▽

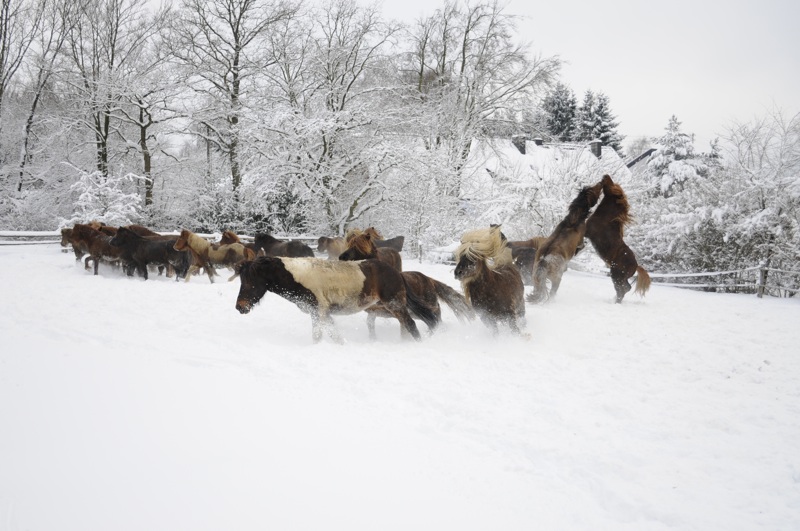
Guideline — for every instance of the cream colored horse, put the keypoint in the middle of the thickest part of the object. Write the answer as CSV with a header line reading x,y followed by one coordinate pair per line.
x,y
207,255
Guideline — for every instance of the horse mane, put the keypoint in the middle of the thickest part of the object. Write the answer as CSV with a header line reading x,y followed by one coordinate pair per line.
x,y
614,192
580,206
228,237
362,242
481,244
374,234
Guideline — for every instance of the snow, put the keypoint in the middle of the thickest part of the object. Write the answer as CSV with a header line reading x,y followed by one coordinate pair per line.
x,y
129,405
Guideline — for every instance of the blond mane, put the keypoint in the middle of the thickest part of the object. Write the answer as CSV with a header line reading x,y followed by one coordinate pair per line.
x,y
482,244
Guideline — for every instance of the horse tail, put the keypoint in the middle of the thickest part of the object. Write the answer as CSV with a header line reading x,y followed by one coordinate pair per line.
x,y
454,300
539,282
642,281
418,307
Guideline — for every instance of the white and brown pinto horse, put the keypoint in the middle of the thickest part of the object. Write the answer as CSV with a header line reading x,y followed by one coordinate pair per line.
x,y
491,282
207,255
322,287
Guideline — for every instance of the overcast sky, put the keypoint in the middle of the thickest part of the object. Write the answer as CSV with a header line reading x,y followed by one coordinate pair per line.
x,y
709,63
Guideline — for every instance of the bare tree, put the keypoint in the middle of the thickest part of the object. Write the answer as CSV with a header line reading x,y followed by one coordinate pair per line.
x,y
221,43
19,24
469,71
104,46
58,19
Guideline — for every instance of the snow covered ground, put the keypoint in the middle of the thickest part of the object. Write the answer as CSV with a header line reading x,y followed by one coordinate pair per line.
x,y
133,405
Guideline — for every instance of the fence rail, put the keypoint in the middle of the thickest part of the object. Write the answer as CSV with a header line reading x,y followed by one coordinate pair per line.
x,y
757,279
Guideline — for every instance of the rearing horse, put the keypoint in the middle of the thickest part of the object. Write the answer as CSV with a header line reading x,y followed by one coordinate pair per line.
x,y
605,229
563,243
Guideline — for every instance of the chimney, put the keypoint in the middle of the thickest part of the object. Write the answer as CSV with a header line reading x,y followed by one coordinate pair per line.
x,y
519,142
596,146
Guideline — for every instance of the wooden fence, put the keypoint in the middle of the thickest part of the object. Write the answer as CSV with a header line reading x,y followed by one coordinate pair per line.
x,y
759,280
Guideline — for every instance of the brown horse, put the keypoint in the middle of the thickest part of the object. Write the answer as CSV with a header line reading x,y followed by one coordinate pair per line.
x,y
274,247
97,246
361,246
208,256
67,239
333,246
496,293
523,253
228,237
564,242
605,230
323,287
426,291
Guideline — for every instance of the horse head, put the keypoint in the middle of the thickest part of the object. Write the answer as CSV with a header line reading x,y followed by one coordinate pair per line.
x,y
360,247
253,283
229,237
66,236
182,243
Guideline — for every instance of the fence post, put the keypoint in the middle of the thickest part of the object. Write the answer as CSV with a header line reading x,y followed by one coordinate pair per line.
x,y
762,280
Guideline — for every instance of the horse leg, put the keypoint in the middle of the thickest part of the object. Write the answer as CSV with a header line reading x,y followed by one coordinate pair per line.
x,y
371,325
491,323
321,319
555,282
621,285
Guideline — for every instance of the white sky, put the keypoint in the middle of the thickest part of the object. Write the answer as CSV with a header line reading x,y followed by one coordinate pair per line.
x,y
708,63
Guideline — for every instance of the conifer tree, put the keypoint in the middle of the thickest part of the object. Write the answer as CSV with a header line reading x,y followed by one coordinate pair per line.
x,y
596,121
675,161
561,110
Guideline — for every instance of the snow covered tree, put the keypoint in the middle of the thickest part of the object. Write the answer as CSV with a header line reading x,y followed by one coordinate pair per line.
x,y
596,121
675,162
466,70
561,109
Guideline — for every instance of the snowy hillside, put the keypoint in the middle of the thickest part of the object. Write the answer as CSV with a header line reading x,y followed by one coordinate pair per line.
x,y
133,405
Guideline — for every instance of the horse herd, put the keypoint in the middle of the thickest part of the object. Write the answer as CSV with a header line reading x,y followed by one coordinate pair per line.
x,y
364,271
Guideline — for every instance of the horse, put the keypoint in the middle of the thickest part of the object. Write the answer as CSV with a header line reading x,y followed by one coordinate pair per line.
x,y
564,242
228,237
361,246
425,289
496,292
523,253
67,239
322,287
333,246
96,244
207,256
275,247
605,228
140,251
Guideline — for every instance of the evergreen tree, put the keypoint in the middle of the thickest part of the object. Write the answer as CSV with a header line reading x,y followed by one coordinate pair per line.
x,y
675,162
596,121
606,129
561,110
586,118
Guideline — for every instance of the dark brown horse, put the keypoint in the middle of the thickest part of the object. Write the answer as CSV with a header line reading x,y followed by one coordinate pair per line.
x,y
495,293
275,247
605,229
563,243
523,252
333,246
97,246
425,290
323,287
141,251
361,246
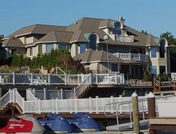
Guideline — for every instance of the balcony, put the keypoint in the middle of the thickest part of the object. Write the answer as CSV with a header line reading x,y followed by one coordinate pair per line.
x,y
132,57
125,38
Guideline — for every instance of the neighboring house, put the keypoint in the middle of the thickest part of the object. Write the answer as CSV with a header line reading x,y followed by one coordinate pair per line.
x,y
99,61
138,51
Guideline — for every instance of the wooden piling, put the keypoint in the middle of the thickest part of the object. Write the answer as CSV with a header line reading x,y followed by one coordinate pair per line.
x,y
151,109
135,113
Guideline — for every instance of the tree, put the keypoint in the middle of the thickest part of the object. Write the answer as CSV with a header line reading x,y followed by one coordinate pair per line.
x,y
169,37
145,32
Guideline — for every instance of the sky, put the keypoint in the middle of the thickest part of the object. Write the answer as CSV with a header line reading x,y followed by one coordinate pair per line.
x,y
153,16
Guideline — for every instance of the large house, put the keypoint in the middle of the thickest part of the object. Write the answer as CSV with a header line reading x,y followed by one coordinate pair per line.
x,y
120,48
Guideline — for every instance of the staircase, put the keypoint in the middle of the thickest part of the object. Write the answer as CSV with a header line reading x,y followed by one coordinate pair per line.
x,y
83,87
158,85
12,100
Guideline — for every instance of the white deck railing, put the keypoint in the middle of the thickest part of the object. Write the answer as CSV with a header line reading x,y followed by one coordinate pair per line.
x,y
90,105
7,98
125,38
132,57
30,95
59,79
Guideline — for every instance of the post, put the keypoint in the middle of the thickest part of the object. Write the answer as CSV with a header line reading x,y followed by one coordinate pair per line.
x,y
90,105
13,78
31,78
0,92
76,105
135,113
65,78
49,79
74,90
61,93
44,93
151,109
96,103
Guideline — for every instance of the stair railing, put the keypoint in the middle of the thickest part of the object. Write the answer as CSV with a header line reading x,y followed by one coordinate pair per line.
x,y
30,95
18,99
5,99
83,85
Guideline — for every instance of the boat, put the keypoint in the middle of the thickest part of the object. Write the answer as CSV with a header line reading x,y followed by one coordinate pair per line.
x,y
55,124
23,124
84,123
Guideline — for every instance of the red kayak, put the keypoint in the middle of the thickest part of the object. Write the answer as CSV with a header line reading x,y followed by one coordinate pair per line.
x,y
23,124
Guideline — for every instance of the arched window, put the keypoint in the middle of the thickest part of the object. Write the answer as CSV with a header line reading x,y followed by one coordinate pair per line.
x,y
117,28
93,41
162,48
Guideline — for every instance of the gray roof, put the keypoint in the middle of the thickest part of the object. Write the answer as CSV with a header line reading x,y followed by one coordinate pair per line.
x,y
13,42
57,36
97,56
76,33
37,29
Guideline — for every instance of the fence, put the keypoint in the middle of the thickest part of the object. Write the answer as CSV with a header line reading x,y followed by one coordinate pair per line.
x,y
59,79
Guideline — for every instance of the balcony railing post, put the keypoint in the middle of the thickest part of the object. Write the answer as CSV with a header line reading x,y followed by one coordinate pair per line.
x,y
97,105
116,78
13,78
31,78
76,105
49,79
96,78
90,105
65,78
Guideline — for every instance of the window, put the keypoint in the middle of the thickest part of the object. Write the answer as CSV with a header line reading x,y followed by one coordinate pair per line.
x,y
114,67
92,41
83,48
40,49
153,52
154,70
49,47
62,45
162,69
30,50
162,48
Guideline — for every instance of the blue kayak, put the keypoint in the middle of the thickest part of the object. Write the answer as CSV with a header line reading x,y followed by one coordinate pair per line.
x,y
55,123
83,122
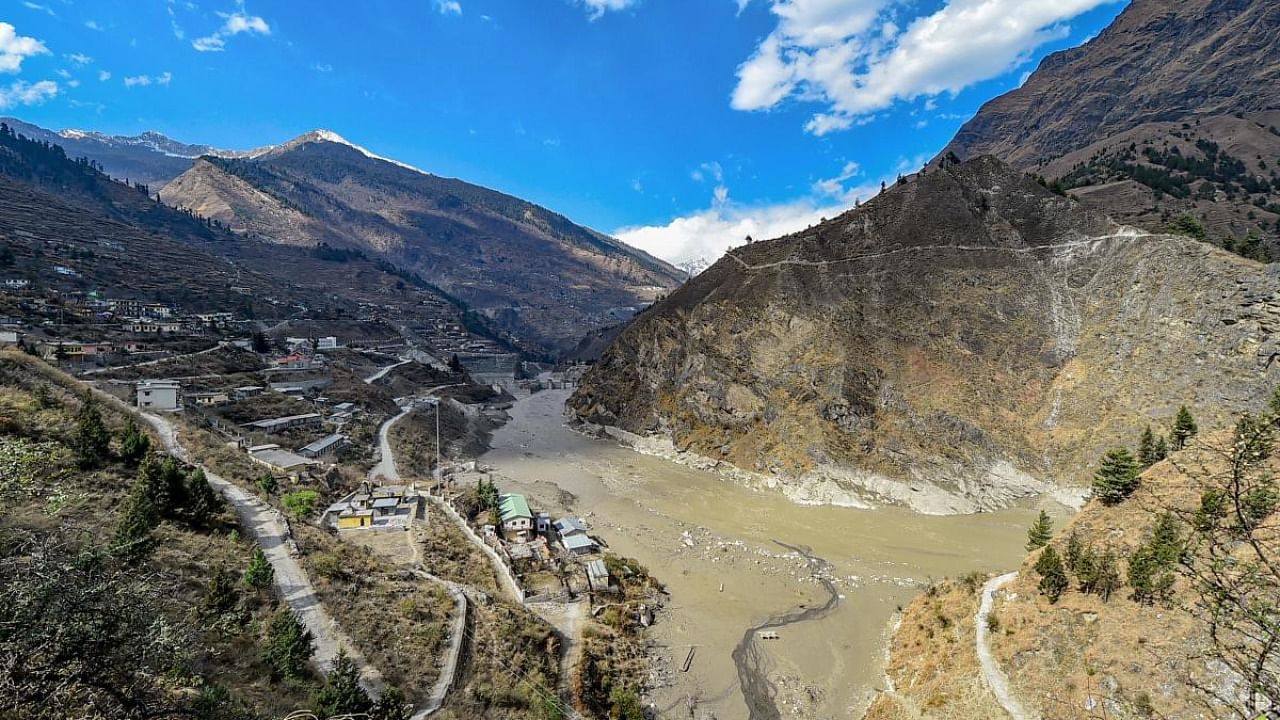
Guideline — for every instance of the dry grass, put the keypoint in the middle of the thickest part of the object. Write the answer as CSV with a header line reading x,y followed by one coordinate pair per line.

△

= WORK INSTRUCTIONS =
Rewrite everything from the line containing "Guideline — for every instance of the window, put" down to the end of the records, changing "thickest" to "widest" and leaving everything else as it is. Omit the pictures from your answer.

= SOLUTION =
Guideline — for every instance of the window, put the keypoint in the middle of the widest part of the object. Write the answer as CSV with a header line reading x,y followed by one coordinate pair per line.
x,y
114,67
92,41
83,48
40,49
153,52
154,70
49,47
62,45
162,69
30,50
162,48
Guideline — for every instance of the blue kayak, put the keypoint in the middle of the widest part of the object. Write the answer as CSV with a header line reading x,y followed by one coordinate pair per line.
x,y
55,123
83,122
Guideline — for every instance of the dry grass, put the keypoint in the middle of the widest part of the object. Write the answer as CSV with a header line reading x,y followed by one coordinate pair per line.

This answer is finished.